HOUSE: Now you also mentioned where you got your medical care. You said.

WOODFOLK: Providence Hospital. It was at Second, I think, and E, I believe it was. Providence Hospital was torn down. It’s now at Varnum Street, 12th and Varnum Street NE, now. That’s where we went for all our medical care, Providence Hospital.

HOUSE: You went to Providence just to go to a doctor? You wouldn’t necessarily be admitted? You had doctors’ appointments there?

WOODFOLK: If we had to be admitted, I think, but we never had to be that I know of. That’s where we would go to the clinics.

HOUSE: So there was a clinic there?
WOODFOLK: Yes. Some people had babies [there]. But most black people went to Gallinger Hospital;

the babies were born there if they couldn’t go to.HOUSE: And where was Gallinger?

WOODFOLK: Near the ball stadium, I can’t tell you, near the jail house. But it’s closed now. It’s DC General.

HOUSE: Why would they go to Gallinger?
WOODFOLK: Because it was inexpensive. I know if white and black went there, but I know it was

where black folks could afford to go.
HOUSE: But Providence Hospital, both whites and blacks went there, right?

WOODFOLK: Yes. I don’t much about why we didn’t go to the hospital. But I know my mom had a couple of children born at Gallinger. We were born at Garfield hospital at 12th and Florida Avenue, but I don’t know. I wish I had asked more questions.

HOUSE: Anything else?
WOODFOLK: I think that’s about all I can remember.
HOUSE: Well those are good stories. I’m glad we got those. Alright, thanks again.

▸ Work request A
Reproduce word for word the part of the interview that begins at the words "HOUSE: Why would" and ends after the words "afford to go.".
▸ Work request B
Answer these questions using the interview:
(i) At what location does Woodfolk say Providence Hospital stands now?
(ii) What does Woodfolk say Gallinger is now?
(iii) At what intersection was Garfield hospital, according to Woodfolk?
This data has nothing to do with the interview.

Data drawn from a collection
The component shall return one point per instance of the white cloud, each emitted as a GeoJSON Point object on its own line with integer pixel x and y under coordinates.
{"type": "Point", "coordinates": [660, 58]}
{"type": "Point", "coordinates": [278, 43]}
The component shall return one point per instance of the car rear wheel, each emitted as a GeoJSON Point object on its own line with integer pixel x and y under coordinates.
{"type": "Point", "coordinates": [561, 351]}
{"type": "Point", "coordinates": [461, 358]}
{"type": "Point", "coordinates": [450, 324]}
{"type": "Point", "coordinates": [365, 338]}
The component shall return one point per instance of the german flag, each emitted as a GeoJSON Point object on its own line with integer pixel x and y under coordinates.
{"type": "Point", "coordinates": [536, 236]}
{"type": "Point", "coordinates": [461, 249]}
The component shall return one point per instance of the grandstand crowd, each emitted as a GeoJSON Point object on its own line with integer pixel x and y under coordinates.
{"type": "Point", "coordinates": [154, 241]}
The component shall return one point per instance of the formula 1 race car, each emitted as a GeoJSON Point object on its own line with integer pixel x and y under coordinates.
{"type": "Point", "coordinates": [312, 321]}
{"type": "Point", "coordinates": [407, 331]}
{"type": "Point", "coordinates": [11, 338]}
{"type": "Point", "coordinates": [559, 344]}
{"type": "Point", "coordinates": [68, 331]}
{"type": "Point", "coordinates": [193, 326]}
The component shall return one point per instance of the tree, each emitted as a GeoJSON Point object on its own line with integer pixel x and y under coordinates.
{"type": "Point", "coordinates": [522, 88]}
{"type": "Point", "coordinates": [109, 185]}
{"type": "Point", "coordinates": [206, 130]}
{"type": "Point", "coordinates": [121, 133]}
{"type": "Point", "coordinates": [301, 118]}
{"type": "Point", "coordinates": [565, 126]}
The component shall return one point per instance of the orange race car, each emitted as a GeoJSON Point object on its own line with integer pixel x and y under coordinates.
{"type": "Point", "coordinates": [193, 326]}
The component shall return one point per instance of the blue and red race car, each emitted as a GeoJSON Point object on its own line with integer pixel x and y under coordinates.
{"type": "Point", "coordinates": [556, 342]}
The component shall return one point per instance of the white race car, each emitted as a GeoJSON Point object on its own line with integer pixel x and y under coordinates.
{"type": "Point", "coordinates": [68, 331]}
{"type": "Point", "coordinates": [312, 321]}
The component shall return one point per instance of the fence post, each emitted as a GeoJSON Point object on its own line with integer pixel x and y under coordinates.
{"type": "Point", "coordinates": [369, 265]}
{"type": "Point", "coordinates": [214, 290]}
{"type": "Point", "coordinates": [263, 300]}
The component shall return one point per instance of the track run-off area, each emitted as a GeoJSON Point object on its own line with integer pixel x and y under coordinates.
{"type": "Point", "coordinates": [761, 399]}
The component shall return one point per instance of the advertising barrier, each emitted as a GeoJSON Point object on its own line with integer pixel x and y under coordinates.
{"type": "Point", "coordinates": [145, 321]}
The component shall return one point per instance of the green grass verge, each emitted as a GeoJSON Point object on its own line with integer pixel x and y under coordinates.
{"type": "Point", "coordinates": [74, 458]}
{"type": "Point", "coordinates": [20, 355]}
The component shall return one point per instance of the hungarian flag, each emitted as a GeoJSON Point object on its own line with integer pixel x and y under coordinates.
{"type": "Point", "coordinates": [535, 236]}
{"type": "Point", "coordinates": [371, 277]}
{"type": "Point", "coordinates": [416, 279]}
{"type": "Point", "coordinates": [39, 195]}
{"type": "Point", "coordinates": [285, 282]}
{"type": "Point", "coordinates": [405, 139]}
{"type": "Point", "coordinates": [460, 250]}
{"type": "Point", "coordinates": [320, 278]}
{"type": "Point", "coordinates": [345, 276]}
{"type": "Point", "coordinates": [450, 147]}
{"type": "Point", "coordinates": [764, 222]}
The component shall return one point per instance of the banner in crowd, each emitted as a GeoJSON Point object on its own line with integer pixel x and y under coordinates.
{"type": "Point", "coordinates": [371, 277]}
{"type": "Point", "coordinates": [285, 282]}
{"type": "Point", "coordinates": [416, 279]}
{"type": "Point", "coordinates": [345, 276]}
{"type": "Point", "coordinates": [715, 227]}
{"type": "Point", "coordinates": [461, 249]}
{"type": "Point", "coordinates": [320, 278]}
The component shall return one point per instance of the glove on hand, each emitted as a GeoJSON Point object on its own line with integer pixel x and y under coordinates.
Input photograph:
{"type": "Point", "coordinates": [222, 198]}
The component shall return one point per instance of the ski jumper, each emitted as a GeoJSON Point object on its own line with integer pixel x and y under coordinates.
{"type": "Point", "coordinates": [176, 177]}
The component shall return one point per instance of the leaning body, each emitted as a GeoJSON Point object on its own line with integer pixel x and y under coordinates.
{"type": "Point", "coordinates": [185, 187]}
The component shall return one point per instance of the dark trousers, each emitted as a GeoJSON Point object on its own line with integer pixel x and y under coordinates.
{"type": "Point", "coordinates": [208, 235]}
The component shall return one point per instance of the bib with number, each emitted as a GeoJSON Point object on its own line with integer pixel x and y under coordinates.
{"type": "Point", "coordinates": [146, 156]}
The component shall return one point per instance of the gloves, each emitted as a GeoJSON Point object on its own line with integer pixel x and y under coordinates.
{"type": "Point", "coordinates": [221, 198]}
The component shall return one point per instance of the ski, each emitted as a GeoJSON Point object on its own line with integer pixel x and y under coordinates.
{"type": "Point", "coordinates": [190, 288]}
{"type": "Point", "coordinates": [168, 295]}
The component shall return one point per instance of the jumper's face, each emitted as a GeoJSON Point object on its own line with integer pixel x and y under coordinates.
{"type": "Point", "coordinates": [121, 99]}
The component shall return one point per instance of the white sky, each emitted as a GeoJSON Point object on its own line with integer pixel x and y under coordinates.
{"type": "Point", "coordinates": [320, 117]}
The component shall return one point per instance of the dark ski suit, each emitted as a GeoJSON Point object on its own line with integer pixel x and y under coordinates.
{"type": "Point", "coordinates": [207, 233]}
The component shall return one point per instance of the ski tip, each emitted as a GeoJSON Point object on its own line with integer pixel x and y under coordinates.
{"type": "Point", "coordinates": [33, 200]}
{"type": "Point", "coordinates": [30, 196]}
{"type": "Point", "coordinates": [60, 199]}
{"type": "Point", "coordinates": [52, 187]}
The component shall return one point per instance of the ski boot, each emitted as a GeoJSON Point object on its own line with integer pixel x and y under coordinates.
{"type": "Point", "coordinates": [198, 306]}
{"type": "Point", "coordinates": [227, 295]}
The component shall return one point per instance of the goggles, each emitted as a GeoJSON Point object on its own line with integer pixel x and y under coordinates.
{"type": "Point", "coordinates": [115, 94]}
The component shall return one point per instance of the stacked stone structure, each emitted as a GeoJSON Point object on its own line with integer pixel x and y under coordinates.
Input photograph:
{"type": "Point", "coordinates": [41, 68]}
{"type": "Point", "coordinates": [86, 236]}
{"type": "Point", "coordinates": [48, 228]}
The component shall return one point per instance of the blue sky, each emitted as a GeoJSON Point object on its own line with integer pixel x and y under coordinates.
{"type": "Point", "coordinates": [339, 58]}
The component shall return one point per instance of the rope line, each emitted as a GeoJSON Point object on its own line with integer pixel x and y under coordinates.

▸ Expected answer A
HOUSE: Why would they go to Gallinger?
WOODFOLK: Because it was inexpensive. I know if white and black went there, but I know it was

where black folks could afford to go.

▸ Expected answer B
(i) 12th and Varnum Street NE
(ii) DC General
(iii) 12th and Florida Avenue